> [ASSIGNED TASK] An exact transcription of every entry is required. Images are not part of it.

--- START ---

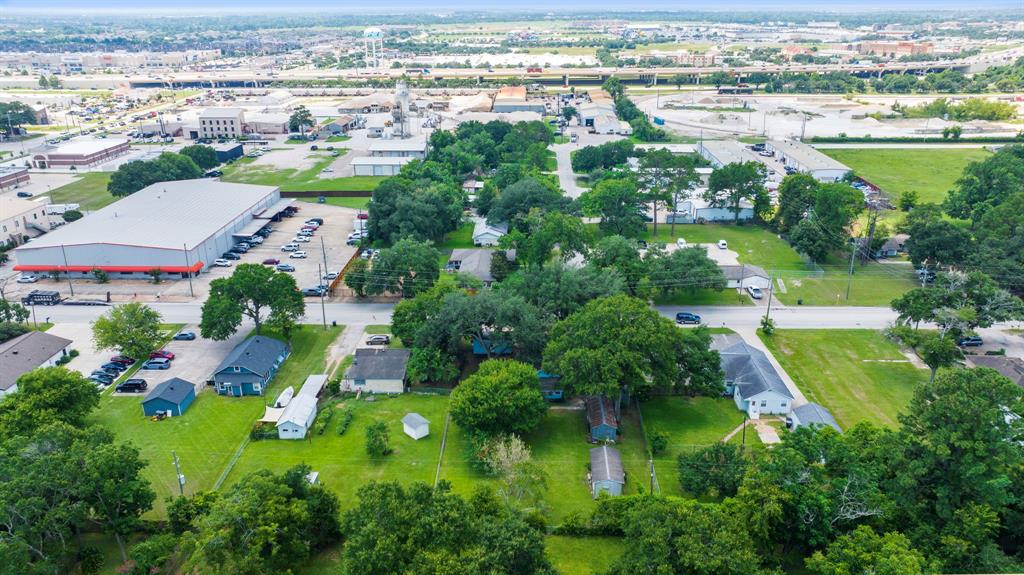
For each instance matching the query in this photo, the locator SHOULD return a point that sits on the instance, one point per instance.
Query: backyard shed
(606, 474)
(171, 397)
(601, 418)
(416, 426)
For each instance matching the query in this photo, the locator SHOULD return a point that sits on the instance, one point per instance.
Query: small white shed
(416, 426)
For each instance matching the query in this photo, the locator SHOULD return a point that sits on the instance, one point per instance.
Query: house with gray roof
(249, 368)
(27, 352)
(811, 414)
(757, 388)
(377, 370)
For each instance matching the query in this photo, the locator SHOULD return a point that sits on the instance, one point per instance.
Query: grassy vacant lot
(213, 429)
(930, 172)
(88, 189)
(856, 373)
(559, 446)
(690, 423)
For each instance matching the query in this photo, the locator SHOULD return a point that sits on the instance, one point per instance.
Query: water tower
(373, 46)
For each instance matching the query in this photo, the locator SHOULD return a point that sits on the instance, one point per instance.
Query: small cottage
(416, 426)
(606, 474)
(249, 368)
(601, 418)
(171, 398)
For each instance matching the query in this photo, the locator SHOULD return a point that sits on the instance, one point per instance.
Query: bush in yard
(378, 440)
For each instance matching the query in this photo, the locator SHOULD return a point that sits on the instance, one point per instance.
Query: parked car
(687, 317)
(157, 363)
(970, 342)
(132, 386)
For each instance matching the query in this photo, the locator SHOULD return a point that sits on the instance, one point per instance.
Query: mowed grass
(89, 190)
(856, 373)
(691, 423)
(342, 460)
(583, 556)
(930, 172)
(213, 428)
(559, 446)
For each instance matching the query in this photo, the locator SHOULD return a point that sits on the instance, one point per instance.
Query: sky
(179, 6)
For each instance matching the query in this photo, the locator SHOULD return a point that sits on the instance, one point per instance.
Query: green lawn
(930, 172)
(691, 423)
(89, 190)
(583, 556)
(559, 446)
(856, 373)
(212, 430)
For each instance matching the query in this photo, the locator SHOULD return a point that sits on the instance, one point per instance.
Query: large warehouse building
(177, 227)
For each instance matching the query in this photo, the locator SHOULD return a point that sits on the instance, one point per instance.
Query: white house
(757, 388)
(377, 370)
(298, 415)
(486, 234)
(416, 426)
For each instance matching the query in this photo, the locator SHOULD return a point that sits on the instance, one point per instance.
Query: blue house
(606, 473)
(601, 418)
(551, 386)
(171, 397)
(250, 366)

--- END ---

> [RESULT OF THIS TASK]
For each instance matching the query in this photo, the locator SHOULD return a point that sits on the instance, one point per instance.
Query: backyard shed
(606, 474)
(171, 397)
(601, 418)
(416, 426)
For each instance matching the query in this photo, the locator SHOULD return a point that sits on the instance, one point per instance.
Query: small white shed
(416, 426)
For each instance matching the query in this photo, the locator SHOULD return a point that sits on the instance, one point per instance.
Query: house with gray roof
(249, 368)
(27, 352)
(811, 414)
(757, 388)
(377, 370)
For each instance matching the query in this photo, the locator SHOULD return a point that sits on the instance, one point per instance.
Query: grassy vacant lot
(213, 429)
(930, 172)
(88, 189)
(856, 373)
(559, 446)
(690, 423)
For each instance matching the query in this photo, the locator SHOULD return a point that sits on the instance, one point per instance.
Query: water tower
(373, 46)
For each instance matching the query in this photo, the locator SHOULD return a point that sits on the instance, one point per instance.
Query: small cottage
(416, 426)
(606, 474)
(249, 368)
(601, 418)
(171, 398)
For each instance matching the query in this photo, the locator SHOULD return a point that sits on the instance, one point per instance.
Query: bush in yard
(378, 440)
For each instance matching the query in this photo, the locator SHOULD return a point that sits on the instance, one point per instance.
Query: parked car
(687, 317)
(157, 363)
(970, 342)
(132, 386)
For each instance matching the query in this photo, the locator SHOULD return a point that sits on the instance, one point per instance.
Query: mowed grass
(89, 190)
(856, 373)
(691, 423)
(342, 460)
(583, 556)
(930, 172)
(213, 428)
(559, 446)
For each instance matching the query in this photo, the locator SHOULD return a point that sits on the instance, one point per instance.
Query: sky
(179, 6)
For each instance matching the query in this photo, the locator SHOULD return a point that sits on the instance, one point per instance.
Query: green lawn
(930, 172)
(691, 423)
(89, 190)
(583, 556)
(559, 446)
(856, 373)
(212, 430)
For each instance matching the query in this photo, the locator SHOULD return a point that sits on the instance, one point per instance.
Query: large warehouse building
(177, 227)
For each instance matching the query in this photo, the locator SHOULD return a point that sits on the instance, one point per instance.
Query: white house
(757, 388)
(377, 370)
(298, 415)
(486, 234)
(416, 426)
For each instance matching the query in this photo, the locator SHOULD return a point that sits on the instance, one point per instance.
Query: blue house
(606, 473)
(601, 418)
(551, 386)
(171, 397)
(250, 366)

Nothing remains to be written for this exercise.